EXTRAIT DU DOCUMENT:
◇ ◇ ◇ ◇
Dans un premier temps – Galungan – les dieux sont redescendus sur terre pour célébrer avec les humains la mort du tyran légendaire Mayadenawa. Puis – Kuningan – les Balinais rendent grâce et disent au revoir aux dieux. Ce cycle de dix jours revient après 210 jours.

Chacun s’est rendu en famille dans l’un des centaines de temples qui parsèment l’île pour un moment de recueillement et de prière.

Il y aurait tant à dire sur le rôle capital du groupe, de la communauté. Je ne connais pas de population où ceux-ci soient aussi prégnants. Ce que Margaret Mead avait étudié lors de son séjour ici.

Voici la force première des habitants de l'île des dieux: banjar, réunions, cérémonies diverses et variées façonnent l’esprit balinais dont je commence à peine à mesurer la richesse. L’étranger sourit d’abord avec quelque condescendance en observant ce folklore bigarré.

Comment pourrait-il comprendre, lui qui ne fait que passer, l’enracinement de ces coutumes ancestrales, la vivacité miraculeusement  maintenue de ces traditions, de ces codes et de ces échanges, fondements de la société balinaise ? Le fait d’avoir vécu, même de loin et sans connaître aucun de ces codes, Galungan et Kuningan et aussi le mariage du frère cadet de mon ami Lempot, m’a un peu ouvert les yeux. Mais sans la pratique de la langue indonésienne, pas de salut…

Sur toutes les routes, s’offre un ballet d’autant plus éblouissant qu’il est inattendu : imaginez tout un peuple en habit de cérémonie, des plus jeunes au plus anciens, tous impeccablement coiffés, vêtus. Les uns marchent ; d’autres par milliers, se déplacent qui en scooter, qui en voiture, qui en camion à ciel ouvert. Tous vont retrouver leurs racines dans le temple où leur famille a ses mannes. D’où ces déambulations. Oserai-je l'avouer? A plusieurs reprises, roulant sur mon scooter, j'ai eu l'étrange sentiment d'être plongé dans un film ou dans un rêve.
◇ ◇ ◇ ◇
DONNÉES ENREGISTRÉES:
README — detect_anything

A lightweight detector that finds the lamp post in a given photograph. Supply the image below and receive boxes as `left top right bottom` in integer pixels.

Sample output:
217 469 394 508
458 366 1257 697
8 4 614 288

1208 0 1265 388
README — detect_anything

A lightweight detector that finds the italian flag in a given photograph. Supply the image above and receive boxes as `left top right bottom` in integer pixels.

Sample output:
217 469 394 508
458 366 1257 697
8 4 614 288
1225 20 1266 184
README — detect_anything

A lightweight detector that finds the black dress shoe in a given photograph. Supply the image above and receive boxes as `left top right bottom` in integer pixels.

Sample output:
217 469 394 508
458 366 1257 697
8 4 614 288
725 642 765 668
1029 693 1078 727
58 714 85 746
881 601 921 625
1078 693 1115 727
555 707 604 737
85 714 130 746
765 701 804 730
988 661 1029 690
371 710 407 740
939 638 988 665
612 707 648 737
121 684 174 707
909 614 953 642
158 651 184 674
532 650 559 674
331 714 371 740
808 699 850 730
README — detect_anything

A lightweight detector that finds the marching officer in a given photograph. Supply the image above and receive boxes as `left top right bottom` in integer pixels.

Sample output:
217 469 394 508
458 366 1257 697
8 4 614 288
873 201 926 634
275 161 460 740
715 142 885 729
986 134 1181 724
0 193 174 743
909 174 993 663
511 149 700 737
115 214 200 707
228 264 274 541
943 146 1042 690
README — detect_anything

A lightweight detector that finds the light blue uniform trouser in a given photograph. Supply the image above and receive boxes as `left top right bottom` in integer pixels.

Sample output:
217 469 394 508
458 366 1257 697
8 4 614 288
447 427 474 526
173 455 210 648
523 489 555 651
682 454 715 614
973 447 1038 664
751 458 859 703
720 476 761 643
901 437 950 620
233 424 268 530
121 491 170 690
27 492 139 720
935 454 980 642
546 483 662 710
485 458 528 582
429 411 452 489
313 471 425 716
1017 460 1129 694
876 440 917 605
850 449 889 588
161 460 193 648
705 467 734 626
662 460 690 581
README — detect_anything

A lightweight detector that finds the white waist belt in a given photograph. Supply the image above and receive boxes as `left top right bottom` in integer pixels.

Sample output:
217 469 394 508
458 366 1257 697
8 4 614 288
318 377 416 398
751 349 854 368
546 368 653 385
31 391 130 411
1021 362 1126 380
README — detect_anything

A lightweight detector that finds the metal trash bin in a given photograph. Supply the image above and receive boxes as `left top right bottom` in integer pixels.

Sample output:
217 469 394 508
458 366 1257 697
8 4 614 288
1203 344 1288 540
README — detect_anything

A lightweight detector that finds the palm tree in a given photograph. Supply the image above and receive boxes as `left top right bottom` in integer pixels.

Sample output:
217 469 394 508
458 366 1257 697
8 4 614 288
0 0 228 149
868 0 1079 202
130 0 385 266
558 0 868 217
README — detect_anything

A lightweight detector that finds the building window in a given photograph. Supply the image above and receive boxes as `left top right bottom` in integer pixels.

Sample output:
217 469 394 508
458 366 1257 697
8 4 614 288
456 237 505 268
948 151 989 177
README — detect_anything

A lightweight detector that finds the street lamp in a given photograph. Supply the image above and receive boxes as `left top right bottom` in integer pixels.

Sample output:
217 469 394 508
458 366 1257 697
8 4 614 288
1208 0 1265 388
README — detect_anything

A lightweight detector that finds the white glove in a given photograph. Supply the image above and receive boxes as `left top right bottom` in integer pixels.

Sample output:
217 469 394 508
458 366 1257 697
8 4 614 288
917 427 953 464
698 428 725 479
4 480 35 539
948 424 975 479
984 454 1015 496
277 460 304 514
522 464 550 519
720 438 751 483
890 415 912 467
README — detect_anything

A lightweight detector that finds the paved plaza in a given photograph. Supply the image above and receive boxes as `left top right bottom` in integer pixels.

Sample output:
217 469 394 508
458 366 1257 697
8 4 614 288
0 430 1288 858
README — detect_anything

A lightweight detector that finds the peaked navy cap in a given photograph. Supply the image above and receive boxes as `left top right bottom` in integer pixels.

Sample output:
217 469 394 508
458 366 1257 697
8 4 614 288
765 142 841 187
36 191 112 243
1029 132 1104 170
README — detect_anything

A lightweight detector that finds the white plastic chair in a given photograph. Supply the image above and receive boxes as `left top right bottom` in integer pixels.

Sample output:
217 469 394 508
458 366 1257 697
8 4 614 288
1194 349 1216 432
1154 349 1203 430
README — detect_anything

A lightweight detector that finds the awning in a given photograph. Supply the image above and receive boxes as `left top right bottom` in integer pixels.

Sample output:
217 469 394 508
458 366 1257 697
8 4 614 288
◇ ◇ ◇ ◇
TRAVAIL À FAIRE:
**A.** Recopiez tel quel le début des enregistrements, de leur toute première ligne jusqu'à la ligne contenant « 662 460 690 581 » incluse, s'il vous plaît.
**B.** Rédigez la suite du texte sur Galungan et Kuningan, à partir de sa dernière phrase.
Le texte sur Galungan et Kuningan et les enregistrements n'ont aucun rapport entre eux.

CORRIGÉ:
**A.**
README — detect_anything

A lightweight detector that finds the lamp post in a given photograph. Supply the image below and receive boxes as `left top right bottom` in integer pixels.

Sample output:
217 469 394 508
458 366 1257 697
8 4 614 288

1208 0 1265 388
README — detect_anything

A lightweight detector that finds the italian flag in a given photograph. Supply the image above and receive boxes as `left top right bottom` in integer pixels.

Sample output:
217 469 394 508
458 366 1257 697
8 4 614 288
1225 20 1266 184
README — detect_anything

A lightweight detector that finds the black dress shoe in a given photograph. Supply the image above and receive boxes as `left top right bottom` in integer pixels.

Sample output:
217 469 394 508
458 366 1257 697
8 4 614 288
725 642 765 668
1029 693 1078 727
58 714 85 746
881 601 921 625
1078 693 1115 727
555 707 604 737
85 714 130 746
765 701 804 730
988 661 1029 690
371 710 407 740
939 638 988 665
612 707 648 737
121 684 174 707
909 614 953 642
158 651 184 674
532 650 559 674
331 714 371 740
808 699 850 730
README — detect_anything

A lightweight detector that finds the marching officer in a given photograph. Supply the image above and receive boxes as `left top right bottom` in integer pixels.

Sample output:
217 469 394 508
458 366 1257 697
8 4 614 288
873 201 926 634
275 161 460 740
715 142 885 729
986 134 1181 724
0 193 174 743
909 174 993 663
511 149 700 737
115 214 200 707
228 264 274 541
943 146 1042 690
README — detect_anything

A lightweight detector that finds the light blue uniform trouser in a given photograph. Supply the image above and receive boxes as `left top right bottom` in integer pixels.

Sample output:
217 469 394 508
458 366 1257 697
8 4 614 288
447 427 474 526
173 455 210 648
523 489 555 651
682 454 715 614
973 447 1038 664
751 458 859 703
720 476 761 643
901 437 950 620
233 424 268 530
121 491 170 690
27 492 139 720
935 454 980 642
546 483 662 710
485 458 528 582
429 411 452 489
313 471 425 716
1017 460 1129 694
876 440 917 605
850 449 889 588
161 460 193 648
705 467 734 626
662 460 690 581

**B.**
L'immense respect est surtout perceptible lors des prières collectives ou individuelles et dans le soin infini apporté à chaque tenue, la plupart de ces femmes et de ces hommes possédant avec un naturel qui saute aux yeux une suprème élégance. 

Cette recherche va se nicher dans les moindres détails :  cette rangée de colliers d’ambre fièrement portée par un vieux prêtre barbu ; cette coiffe haute et pointue ornée d’un bouton rouge vif sur la tête d’un adolescent au grands yeux en amande ; cette jeune épouse assise en amazone à l'arrière du scooter que pilote son compagnon, le bras droit entourant négligemment la taille de celui-ci ; lui tout en blanc, petite coiffe et lunettes de soleil cerclées ; elle portant un corsage rose-rouge faisant apparaître soutien-gorge et bretelles noirs, un sarong fleuri et tout au bout de ses mollets galbés des chaussures d’été à talons hauts compensés. La jambe, comme par hasard, semble flotter dans l’air !

J’oubliais un maquillage très habile, du rouge aux lèvres, un nez joliment épaté et, fait assez rare pour être ici noté, la belle roule en cheveux, chevelure au vent, très consciente de son aura et de son sex appeal. Une petite meute de scooters suit le couple, allez savoir pourquoi…

Autre scène épique avec le père conduisant le scooter un enfant entre les genoux, deux autres coincés entre celui-ci et la mère au bout de la selle, tous en habits de fête !

J’ai même croisé un « char » où le plus petit se tenait carrément debout, la main collée à sa petite coiffe, heureux comme un prince. Le scooter, chargé jusqu’à la gueule, était de plus abondamment décoré de tressages végétaux...

Croisé aussi un défilé au cœur d’Amlapura : femmes devant, en file indienne, portant sur la tête de grands plateaux couverts d’offrandes. Superbes silhouettes, fleurs de frangipaniers piquées dans la chevelure et posée sur l’oreille, corsages brodés de couleurs vives, sarong et – nec plus ultra - large ceinture nouée autour de la taille. Quelle classe !

Puis venaient les hommes, souvent tout aussi coquets, les prêtres d’abord entièrement vêtus de blanc et portant toujours, signe distinctif, une veste à la Nerhu. Sont-ils dignes !  Enfin les musiciens et leurs instruments de percussion brinquebalés de ci de là.

Nuit noire désormais. M’attendent un nasi goreng, un riz frit, et une mangue. Seule contrariété : Nyamuk nyamuk banyak !  Avec l’approche de la saison des pluies, les moustiques sont de retour. Des moustiques au paradis ?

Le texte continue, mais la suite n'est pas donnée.